■ Set task ■
Update all the items so that "keypoint" becomes "marker" and nothing else changes. Leave the pictures out of your answer.

-- Begin --

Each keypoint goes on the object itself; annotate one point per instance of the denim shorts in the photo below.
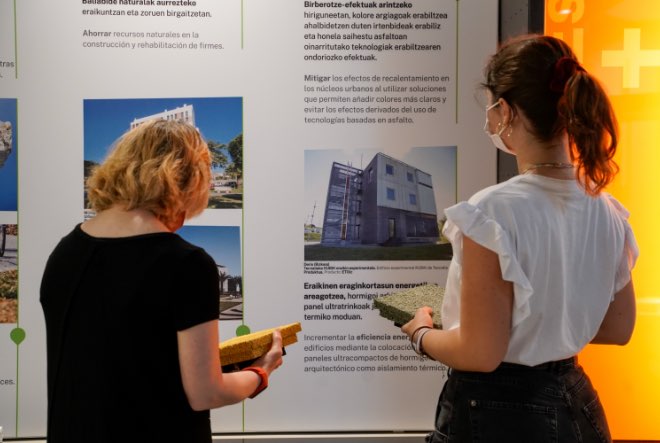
(550, 403)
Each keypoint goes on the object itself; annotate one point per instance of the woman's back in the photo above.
(562, 248)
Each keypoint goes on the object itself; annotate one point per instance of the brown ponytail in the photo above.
(541, 76)
(592, 130)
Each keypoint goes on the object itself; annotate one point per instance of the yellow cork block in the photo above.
(400, 307)
(252, 346)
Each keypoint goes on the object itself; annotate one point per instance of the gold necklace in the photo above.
(557, 165)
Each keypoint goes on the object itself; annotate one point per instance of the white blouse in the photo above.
(566, 253)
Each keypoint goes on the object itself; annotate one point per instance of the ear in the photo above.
(508, 112)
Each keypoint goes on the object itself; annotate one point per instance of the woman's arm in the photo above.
(619, 322)
(482, 339)
(203, 381)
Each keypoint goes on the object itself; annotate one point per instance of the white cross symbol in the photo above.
(631, 58)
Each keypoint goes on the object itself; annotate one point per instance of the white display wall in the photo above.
(304, 84)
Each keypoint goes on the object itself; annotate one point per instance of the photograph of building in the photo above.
(387, 203)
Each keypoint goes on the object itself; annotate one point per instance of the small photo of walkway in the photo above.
(8, 273)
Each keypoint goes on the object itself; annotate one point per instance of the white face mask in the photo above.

-- End --

■ Written solution ■
Each marker goes on the object itself; annotate one point per instance of the denim shorts in the photo below.
(550, 403)
Each marker goes on the object itself; annotate one point per instance of the woman's back in the photo above.
(562, 248)
Each marker goes on the object itself; annotate one point per instance of the brown ponytail in the photo above.
(541, 76)
(592, 130)
Each marker goes on the object itself; annotate one point per instance of the yellow cork block in the photo above.
(400, 307)
(252, 346)
Each marker goes on the object itself; annotate one point per instance of the gold necklace in the photo above.
(557, 165)
Each marker goes on the object itself; annotate one point per instance of the white blouse in the photo above.
(566, 253)
Each marker goes on the object itself; annotate one point per instance of the ear in the photo above.
(508, 112)
Each marker goes on the object itself; annotate one point per instance of the woman's arm in the photo above.
(619, 322)
(482, 339)
(203, 381)
Each marker goes on the object itself; annotate one point per instance of the white cross symbol in the photo above.
(631, 58)
Each marker goes on the object itself; annotate one point per instance of the white display wall in the photo above.
(304, 84)
Each marker goes on the object itself; annotate one point per instance of the photograph of building in the photo above.
(387, 203)
Each marker goes on the object itself; annotate one point per instance of the small photo of walkway in the photo above.
(8, 273)
Each marker goes on the object itself; annotate one point per instance of the white face mask in the photo above.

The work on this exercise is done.